start
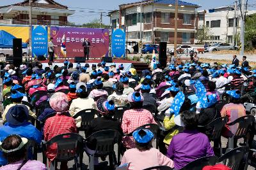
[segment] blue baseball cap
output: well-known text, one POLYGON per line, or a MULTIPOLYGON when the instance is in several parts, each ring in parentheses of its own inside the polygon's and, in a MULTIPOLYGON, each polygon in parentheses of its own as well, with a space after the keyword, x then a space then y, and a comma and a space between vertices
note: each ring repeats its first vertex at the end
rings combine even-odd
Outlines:
POLYGON ((120 78, 120 81, 122 83, 129 81, 129 78, 127 76, 122 76, 120 78))
POLYGON ((22 73, 21 73, 23 75, 25 75, 27 74, 27 71, 28 70, 28 69, 26 69, 24 71, 22 72, 22 73))
POLYGON ((62 79, 61 78, 58 78, 56 81, 55 82, 55 88, 57 88, 60 83, 61 83, 63 81, 63 80, 62 80, 62 79))
POLYGON ((93 76, 97 76, 98 73, 96 71, 96 70, 94 70, 93 72, 92 72, 92 74, 93 76))
POLYGON ((143 96, 138 92, 134 92, 128 95, 127 99, 129 102, 142 102, 144 101, 143 96))
POLYGON ((106 64, 106 61, 102 61, 101 62, 102 65, 105 65, 106 64))
POLYGON ((150 142, 154 138, 154 134, 148 129, 138 129, 132 133, 134 140, 140 143, 150 142))
POLYGON ((213 94, 201 97, 198 102, 200 108, 209 108, 217 103, 217 95, 213 94))
POLYGON ((95 80, 93 82, 93 84, 95 85, 99 85, 102 83, 102 81, 101 81, 100 78, 98 78, 95 80))
POLYGON ((4 80, 3 81, 3 83, 5 84, 8 82, 12 81, 12 78, 11 77, 4 77, 4 80))
POLYGON ((228 94, 229 96, 231 96, 234 98, 239 99, 241 97, 241 94, 237 94, 237 91, 239 91, 239 90, 227 90, 226 92, 226 94, 228 94))
POLYGON ((143 90, 150 90, 151 87, 148 84, 143 84, 140 87, 140 89, 143 90))
POLYGON ((74 81, 72 81, 72 82, 69 84, 69 88, 70 88, 70 89, 76 89, 76 83, 75 83, 74 81))
POLYGON ((108 73, 108 75, 109 75, 109 76, 113 76, 115 75, 115 73, 114 73, 114 72, 113 72, 113 71, 110 71, 109 73, 108 73))
POLYGON ((182 69, 182 71, 185 71, 185 72, 186 72, 186 73, 188 73, 188 72, 189 72, 189 70, 188 70, 188 69, 187 69, 187 68, 184 68, 184 69, 182 69))
POLYGON ((166 82, 166 85, 167 85, 173 86, 173 85, 175 85, 176 84, 177 84, 177 83, 175 83, 173 80, 170 80, 170 81, 166 82))
POLYGON ((179 69, 183 69, 183 66, 182 65, 179 65, 178 67, 179 67, 179 69))
POLYGON ((11 94, 11 98, 12 99, 17 99, 17 98, 20 98, 23 97, 25 94, 24 93, 20 92, 17 90, 12 90, 12 94, 11 94))
POLYGON ((148 74, 148 75, 146 76, 145 78, 151 80, 152 79, 152 76, 148 74))
POLYGON ((72 74, 71 76, 74 80, 77 80, 78 78, 79 78, 79 74, 78 74, 77 72, 74 72, 73 74, 72 74))
POLYGON ((22 88, 23 88, 23 87, 22 87, 22 86, 20 86, 20 85, 19 85, 18 84, 13 83, 12 85, 11 89, 12 89, 12 90, 17 90, 19 89, 22 89, 22 88))
POLYGON ((172 91, 172 92, 179 92, 180 89, 177 87, 175 85, 173 85, 171 87, 169 87, 165 89, 165 91, 172 91))

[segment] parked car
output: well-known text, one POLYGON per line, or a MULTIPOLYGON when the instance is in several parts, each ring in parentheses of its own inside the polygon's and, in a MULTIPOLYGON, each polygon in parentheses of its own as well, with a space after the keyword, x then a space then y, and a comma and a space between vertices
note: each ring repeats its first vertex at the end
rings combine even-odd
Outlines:
POLYGON ((236 50, 237 48, 228 43, 216 43, 213 45, 205 48, 205 52, 216 52, 221 50, 236 50))
MULTIPOLYGON (((177 50, 178 53, 189 53, 190 52, 194 52, 194 48, 192 48, 190 45, 182 45, 177 48, 177 50)), ((173 48, 169 48, 167 49, 167 52, 169 53, 174 53, 173 48)))
MULTIPOLYGON (((11 48, 0 48, 0 57, 4 57, 6 55, 13 55, 13 50, 11 48)), ((22 48, 22 55, 28 56, 28 50, 27 48, 22 48)))
POLYGON ((134 51, 134 50, 133 50, 133 46, 126 45, 126 49, 125 49, 126 53, 132 53, 134 51))
POLYGON ((152 53, 153 50, 155 50, 155 53, 157 53, 159 50, 158 45, 145 44, 142 46, 142 53, 152 53))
end
* Exercise prompt
Copy all the rows above word for word, leaving out the pictures.

* Result
[segment] blue baseball cap
output: well-known text, one POLYGON per line, or a MULTIPOLYGON when the instance is in several parts, each ring in parentheses of its own inside the polygon's and, in a MULTIPOLYGON, each polygon in parentheses of its own as well, with a space after the keyword, x then a space then y, and a comma and a space between vertices
note: each ring repeats its first vertex at the end
rings combine even-odd
Outlines:
POLYGON ((120 78, 120 81, 122 83, 129 81, 129 78, 127 76, 122 76, 120 78))
POLYGON ((22 73, 21 73, 23 75, 25 75, 27 74, 27 71, 28 70, 28 69, 26 69, 24 71, 22 72, 22 73))
POLYGON ((62 79, 61 78, 58 78, 56 81, 55 82, 55 88, 57 88, 60 83, 61 83, 63 81, 63 80, 62 80, 62 79))
POLYGON ((93 76, 97 76, 98 73, 96 71, 96 70, 94 70, 93 72, 92 72, 92 74, 93 76))
POLYGON ((143 96, 138 92, 134 92, 128 95, 127 99, 129 102, 142 102, 144 101, 143 96))
POLYGON ((106 64, 106 61, 102 61, 101 62, 102 65, 105 65, 106 64))
POLYGON ((150 142, 154 138, 154 134, 148 129, 138 129, 132 133, 134 140, 140 143, 150 142))
POLYGON ((213 94, 201 97, 198 102, 200 108, 209 108, 217 103, 217 95, 213 94))
POLYGON ((95 80, 93 82, 93 84, 95 85, 99 85, 102 83, 102 81, 101 81, 100 78, 98 78, 95 80))
POLYGON ((4 80, 3 81, 3 83, 5 84, 8 82, 12 81, 12 78, 11 77, 4 77, 4 80))
POLYGON ((228 94, 229 96, 231 96, 234 98, 239 99, 241 97, 241 94, 237 94, 237 91, 239 91, 239 90, 227 90, 226 92, 226 94, 228 94))
POLYGON ((143 90, 150 90, 151 87, 148 84, 143 84, 140 87, 140 89, 143 90))
POLYGON ((74 81, 72 81, 72 82, 69 84, 69 88, 70 88, 70 89, 76 89, 76 83, 75 83, 74 81))
POLYGON ((108 73, 108 75, 109 75, 109 76, 113 76, 115 75, 115 73, 114 73, 114 72, 113 72, 113 71, 110 71, 109 73, 108 73))
POLYGON ((182 69, 182 71, 185 71, 185 72, 186 72, 186 73, 188 73, 188 72, 189 72, 189 70, 188 70, 188 69, 187 69, 187 68, 184 68, 184 69, 182 69))
POLYGON ((166 82, 166 85, 167 85, 173 86, 173 85, 175 85, 176 84, 177 84, 177 83, 175 83, 173 80, 170 80, 170 81, 166 82))
POLYGON ((179 69, 183 69, 183 66, 182 65, 179 65, 178 67, 179 67, 179 69))
POLYGON ((11 94, 11 98, 12 99, 17 99, 17 98, 20 98, 23 97, 25 94, 24 93, 20 92, 17 90, 12 90, 12 94, 11 94))
POLYGON ((148 74, 148 75, 146 76, 145 78, 151 80, 152 79, 152 76, 148 74))
POLYGON ((72 74, 71 76, 74 80, 77 80, 78 78, 79 78, 79 74, 78 74, 77 72, 74 72, 73 74, 72 74))
POLYGON ((22 88, 23 88, 23 87, 22 87, 22 86, 20 86, 20 85, 19 85, 18 84, 13 83, 12 85, 11 89, 12 89, 12 90, 17 90, 19 89, 22 89, 22 88))
POLYGON ((172 91, 172 92, 179 92, 180 89, 177 87, 175 85, 173 85, 171 87, 169 87, 165 89, 165 91, 172 91))

[segment] parked car
output: well-known text, one POLYGON per line, or a MULTIPOLYGON when the instance is in several parts, each ring in parentheses of its own inside the polygon's and, in a MULTIPOLYGON, each polygon in parentheses of its own as well, with a space after the keyword, x then a space then y, and a comma and a space between vertices
note: each ring repeats its first vertex at the end
rings combine even-odd
Outlines:
POLYGON ((236 50, 237 48, 228 43, 216 43, 213 45, 205 48, 205 52, 216 52, 221 50, 236 50))
MULTIPOLYGON (((177 50, 178 53, 189 53, 190 52, 194 52, 194 48, 192 48, 190 45, 182 45, 177 48, 177 50)), ((173 48, 169 48, 167 49, 167 52, 169 53, 174 53, 173 48)))
MULTIPOLYGON (((11 48, 0 48, 0 57, 4 57, 6 55, 13 55, 13 50, 11 48)), ((22 48, 22 55, 28 56, 28 50, 27 48, 22 48)))
POLYGON ((134 51, 134 50, 133 50, 133 46, 126 45, 126 49, 125 49, 126 53, 132 53, 134 51))
POLYGON ((152 53, 153 50, 155 50, 155 53, 157 53, 159 50, 158 45, 145 44, 142 46, 142 53, 152 53))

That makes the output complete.